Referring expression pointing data
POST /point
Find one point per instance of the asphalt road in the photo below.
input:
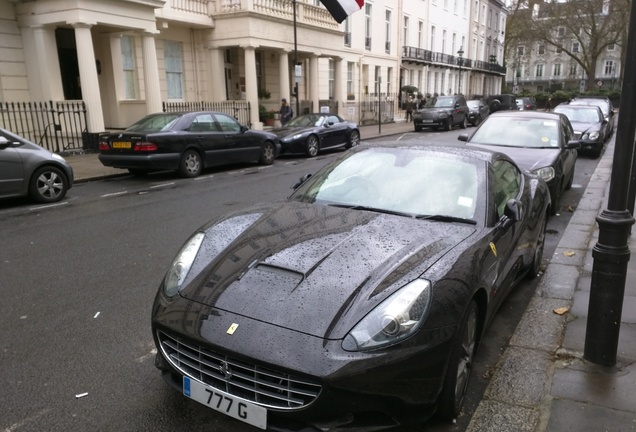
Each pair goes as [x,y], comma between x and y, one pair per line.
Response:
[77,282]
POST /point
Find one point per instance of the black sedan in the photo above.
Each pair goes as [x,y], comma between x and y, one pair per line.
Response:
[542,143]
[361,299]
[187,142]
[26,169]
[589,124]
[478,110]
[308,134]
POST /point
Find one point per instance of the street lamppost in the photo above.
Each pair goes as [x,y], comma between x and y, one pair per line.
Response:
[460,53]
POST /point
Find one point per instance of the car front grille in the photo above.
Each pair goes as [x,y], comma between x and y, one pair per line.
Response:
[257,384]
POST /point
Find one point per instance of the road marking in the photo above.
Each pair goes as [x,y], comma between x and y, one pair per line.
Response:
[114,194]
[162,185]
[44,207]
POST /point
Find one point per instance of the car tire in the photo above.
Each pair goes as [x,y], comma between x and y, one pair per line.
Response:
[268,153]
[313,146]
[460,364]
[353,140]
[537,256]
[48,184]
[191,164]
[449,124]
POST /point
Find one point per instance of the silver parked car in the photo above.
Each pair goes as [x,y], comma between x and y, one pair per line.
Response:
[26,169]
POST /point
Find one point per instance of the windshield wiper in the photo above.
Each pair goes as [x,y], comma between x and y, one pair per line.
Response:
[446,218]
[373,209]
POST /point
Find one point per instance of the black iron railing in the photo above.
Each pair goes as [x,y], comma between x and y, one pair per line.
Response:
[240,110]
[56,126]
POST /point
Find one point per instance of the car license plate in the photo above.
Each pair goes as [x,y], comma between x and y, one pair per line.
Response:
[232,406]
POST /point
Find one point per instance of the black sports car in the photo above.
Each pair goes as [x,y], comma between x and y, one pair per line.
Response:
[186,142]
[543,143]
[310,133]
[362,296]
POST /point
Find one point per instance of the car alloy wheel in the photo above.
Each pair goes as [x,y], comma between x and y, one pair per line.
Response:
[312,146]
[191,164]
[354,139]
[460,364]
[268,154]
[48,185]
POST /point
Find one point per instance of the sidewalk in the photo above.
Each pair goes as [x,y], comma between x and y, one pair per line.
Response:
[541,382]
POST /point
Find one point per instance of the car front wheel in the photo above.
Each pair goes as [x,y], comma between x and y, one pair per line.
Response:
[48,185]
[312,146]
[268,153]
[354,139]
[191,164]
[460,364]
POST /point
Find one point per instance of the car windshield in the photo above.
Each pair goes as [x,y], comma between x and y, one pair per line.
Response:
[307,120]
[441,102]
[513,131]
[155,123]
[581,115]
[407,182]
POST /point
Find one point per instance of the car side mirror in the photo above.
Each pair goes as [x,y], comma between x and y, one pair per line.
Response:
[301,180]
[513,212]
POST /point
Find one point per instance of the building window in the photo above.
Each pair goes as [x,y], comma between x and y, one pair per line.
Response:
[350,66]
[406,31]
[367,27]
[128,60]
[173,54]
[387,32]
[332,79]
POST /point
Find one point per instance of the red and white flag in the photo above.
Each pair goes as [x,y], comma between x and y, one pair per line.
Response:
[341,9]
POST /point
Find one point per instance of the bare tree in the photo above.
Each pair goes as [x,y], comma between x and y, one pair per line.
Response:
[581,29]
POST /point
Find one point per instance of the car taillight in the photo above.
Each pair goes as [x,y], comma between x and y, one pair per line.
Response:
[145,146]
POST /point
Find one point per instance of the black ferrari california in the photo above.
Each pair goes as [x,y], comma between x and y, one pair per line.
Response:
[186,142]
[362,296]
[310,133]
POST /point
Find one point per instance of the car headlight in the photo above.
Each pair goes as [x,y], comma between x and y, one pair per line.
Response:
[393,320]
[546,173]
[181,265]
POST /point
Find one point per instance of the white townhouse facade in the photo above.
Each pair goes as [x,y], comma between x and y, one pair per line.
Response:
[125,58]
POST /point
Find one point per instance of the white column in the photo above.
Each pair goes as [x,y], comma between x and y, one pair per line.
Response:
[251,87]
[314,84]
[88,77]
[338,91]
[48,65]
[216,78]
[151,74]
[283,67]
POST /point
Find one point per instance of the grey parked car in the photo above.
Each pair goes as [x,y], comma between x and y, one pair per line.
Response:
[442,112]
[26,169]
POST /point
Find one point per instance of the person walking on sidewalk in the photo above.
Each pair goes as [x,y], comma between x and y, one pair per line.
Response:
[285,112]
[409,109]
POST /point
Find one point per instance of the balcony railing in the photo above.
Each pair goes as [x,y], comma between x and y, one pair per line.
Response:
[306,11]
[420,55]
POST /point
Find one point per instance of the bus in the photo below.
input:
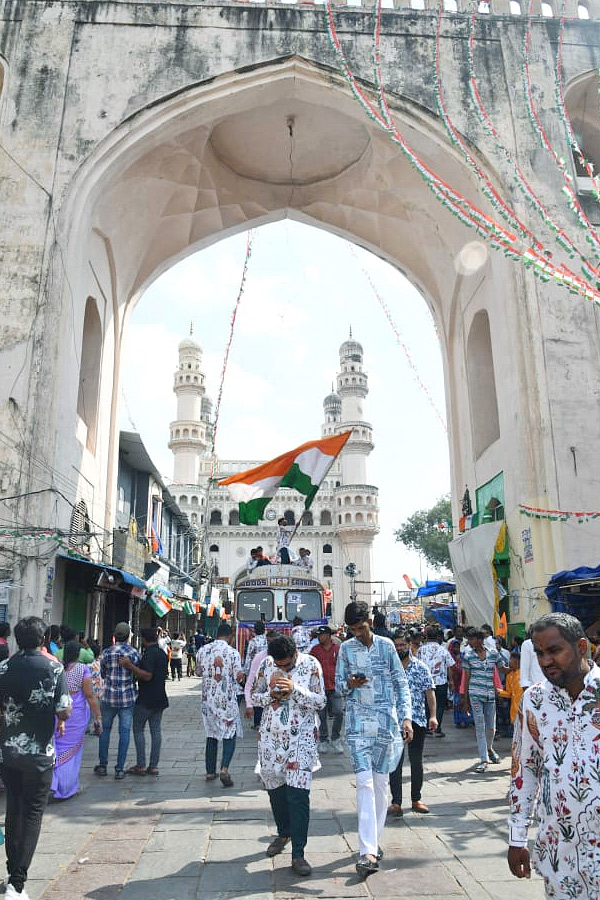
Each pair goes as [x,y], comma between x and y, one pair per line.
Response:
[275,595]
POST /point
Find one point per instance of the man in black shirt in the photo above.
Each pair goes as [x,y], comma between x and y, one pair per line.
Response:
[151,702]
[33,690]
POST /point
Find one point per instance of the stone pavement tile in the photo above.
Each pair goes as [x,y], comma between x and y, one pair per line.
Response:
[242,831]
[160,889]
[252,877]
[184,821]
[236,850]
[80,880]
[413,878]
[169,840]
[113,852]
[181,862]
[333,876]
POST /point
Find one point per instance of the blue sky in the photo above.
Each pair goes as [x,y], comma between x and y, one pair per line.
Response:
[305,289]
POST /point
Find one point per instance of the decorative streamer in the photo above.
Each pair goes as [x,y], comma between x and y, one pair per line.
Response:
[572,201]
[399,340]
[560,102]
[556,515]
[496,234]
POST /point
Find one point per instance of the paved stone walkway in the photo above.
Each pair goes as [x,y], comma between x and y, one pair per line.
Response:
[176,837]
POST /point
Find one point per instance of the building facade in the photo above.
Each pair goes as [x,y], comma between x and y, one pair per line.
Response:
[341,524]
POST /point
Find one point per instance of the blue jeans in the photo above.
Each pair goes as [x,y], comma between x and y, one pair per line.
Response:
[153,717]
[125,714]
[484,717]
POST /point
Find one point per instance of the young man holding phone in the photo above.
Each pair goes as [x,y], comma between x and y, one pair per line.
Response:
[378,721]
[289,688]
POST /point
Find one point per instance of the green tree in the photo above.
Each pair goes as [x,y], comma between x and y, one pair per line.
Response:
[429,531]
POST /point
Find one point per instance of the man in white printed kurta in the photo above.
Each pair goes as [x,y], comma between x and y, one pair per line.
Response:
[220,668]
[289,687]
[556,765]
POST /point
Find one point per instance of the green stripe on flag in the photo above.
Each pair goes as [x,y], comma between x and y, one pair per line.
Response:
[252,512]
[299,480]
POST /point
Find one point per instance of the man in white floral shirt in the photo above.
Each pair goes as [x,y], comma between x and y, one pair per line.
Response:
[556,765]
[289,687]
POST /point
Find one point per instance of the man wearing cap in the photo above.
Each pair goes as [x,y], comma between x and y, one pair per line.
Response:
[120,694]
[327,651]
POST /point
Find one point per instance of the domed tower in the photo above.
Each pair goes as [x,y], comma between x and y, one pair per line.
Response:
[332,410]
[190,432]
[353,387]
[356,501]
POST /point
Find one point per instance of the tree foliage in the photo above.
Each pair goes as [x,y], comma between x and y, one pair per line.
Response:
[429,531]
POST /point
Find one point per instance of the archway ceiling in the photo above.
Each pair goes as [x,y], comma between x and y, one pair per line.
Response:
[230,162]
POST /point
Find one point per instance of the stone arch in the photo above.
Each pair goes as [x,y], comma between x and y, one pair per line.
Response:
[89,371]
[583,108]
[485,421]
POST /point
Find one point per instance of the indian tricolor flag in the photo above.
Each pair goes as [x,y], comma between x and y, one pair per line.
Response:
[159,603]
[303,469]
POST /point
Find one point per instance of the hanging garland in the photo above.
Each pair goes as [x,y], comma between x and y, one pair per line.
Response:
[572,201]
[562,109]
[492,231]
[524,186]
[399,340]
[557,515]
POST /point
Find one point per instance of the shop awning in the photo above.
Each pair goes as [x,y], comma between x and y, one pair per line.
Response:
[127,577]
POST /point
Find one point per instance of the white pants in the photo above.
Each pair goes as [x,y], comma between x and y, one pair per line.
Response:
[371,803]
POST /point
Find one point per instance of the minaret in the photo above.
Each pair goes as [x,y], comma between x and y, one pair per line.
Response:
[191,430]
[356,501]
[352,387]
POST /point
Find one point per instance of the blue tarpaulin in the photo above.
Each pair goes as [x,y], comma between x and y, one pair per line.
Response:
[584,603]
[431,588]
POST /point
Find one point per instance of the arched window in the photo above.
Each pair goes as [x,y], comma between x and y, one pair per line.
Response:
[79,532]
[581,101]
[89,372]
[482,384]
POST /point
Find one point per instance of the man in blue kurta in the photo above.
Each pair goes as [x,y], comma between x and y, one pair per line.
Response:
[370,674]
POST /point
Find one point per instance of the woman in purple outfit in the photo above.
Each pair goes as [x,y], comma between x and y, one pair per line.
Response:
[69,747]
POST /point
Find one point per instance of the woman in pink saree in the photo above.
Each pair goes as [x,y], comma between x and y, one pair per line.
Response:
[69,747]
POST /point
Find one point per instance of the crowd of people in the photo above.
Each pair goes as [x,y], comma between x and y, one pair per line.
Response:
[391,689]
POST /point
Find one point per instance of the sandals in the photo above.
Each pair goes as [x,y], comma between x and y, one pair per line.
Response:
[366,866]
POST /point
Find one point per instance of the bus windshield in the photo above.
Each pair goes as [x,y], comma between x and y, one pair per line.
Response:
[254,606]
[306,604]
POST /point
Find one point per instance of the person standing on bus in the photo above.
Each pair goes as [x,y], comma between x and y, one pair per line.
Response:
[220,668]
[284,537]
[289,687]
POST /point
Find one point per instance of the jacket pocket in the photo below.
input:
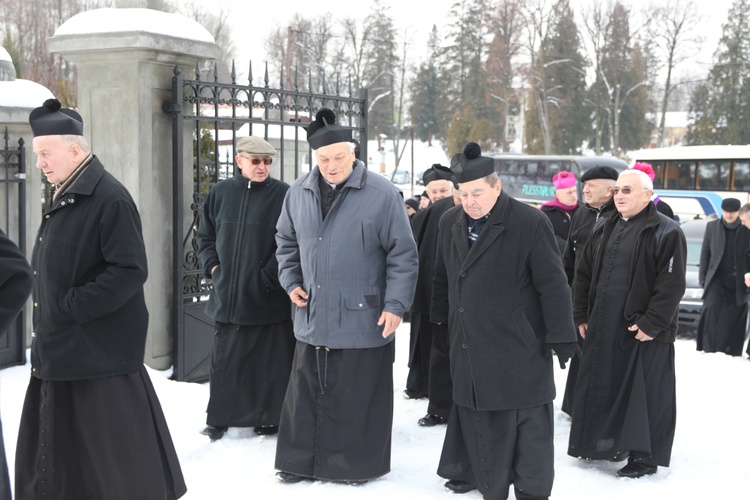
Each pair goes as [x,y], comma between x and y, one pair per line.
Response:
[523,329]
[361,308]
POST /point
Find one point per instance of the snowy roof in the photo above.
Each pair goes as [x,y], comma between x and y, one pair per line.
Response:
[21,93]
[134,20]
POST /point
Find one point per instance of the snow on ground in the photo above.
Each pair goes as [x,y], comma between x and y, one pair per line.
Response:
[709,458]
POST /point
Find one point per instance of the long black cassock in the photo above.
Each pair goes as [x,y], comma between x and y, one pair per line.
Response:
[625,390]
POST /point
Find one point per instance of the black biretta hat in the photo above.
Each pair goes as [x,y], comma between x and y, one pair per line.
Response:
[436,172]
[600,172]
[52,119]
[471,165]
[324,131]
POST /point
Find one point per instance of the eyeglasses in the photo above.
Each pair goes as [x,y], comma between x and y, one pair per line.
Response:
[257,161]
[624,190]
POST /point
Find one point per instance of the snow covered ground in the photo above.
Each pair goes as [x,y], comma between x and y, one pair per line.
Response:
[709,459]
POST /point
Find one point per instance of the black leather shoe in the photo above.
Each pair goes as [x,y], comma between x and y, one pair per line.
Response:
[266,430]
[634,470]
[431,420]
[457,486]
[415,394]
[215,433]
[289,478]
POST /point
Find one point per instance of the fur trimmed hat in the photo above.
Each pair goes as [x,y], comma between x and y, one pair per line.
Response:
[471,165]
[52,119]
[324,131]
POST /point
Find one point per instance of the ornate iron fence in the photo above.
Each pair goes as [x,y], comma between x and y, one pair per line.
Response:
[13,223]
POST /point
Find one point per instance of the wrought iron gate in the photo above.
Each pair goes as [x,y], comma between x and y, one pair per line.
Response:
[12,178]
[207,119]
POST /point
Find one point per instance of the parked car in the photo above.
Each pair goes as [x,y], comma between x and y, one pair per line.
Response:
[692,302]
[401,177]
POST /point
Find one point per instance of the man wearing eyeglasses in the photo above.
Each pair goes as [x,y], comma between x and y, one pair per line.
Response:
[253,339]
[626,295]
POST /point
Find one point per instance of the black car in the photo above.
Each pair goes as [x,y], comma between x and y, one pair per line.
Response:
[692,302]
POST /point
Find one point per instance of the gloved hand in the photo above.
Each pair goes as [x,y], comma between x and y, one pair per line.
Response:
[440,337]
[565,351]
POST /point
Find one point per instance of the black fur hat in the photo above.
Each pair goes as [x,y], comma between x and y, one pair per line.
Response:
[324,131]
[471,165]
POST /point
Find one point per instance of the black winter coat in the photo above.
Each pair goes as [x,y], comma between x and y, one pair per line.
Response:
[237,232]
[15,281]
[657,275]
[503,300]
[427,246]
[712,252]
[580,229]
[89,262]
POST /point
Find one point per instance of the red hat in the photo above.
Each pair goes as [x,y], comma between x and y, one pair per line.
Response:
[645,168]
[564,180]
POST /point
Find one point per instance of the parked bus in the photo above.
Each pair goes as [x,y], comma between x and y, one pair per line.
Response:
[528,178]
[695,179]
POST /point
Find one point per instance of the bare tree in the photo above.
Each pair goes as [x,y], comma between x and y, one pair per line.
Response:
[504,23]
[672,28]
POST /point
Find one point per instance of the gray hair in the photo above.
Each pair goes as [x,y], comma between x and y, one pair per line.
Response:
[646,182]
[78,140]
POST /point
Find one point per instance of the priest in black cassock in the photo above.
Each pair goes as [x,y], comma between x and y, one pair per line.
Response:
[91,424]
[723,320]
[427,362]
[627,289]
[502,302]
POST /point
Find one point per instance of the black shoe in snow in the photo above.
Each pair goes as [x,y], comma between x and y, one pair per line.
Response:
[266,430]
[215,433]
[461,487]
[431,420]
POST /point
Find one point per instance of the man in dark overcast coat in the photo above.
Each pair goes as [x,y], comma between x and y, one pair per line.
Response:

- Assignment -
All lines above holding the word "facade" make up the answer; copy each one.

- Response to this task -
Find one point per instance of the white townhouse facade in the photo above.
Find one point per instance of the building facade in the photo above.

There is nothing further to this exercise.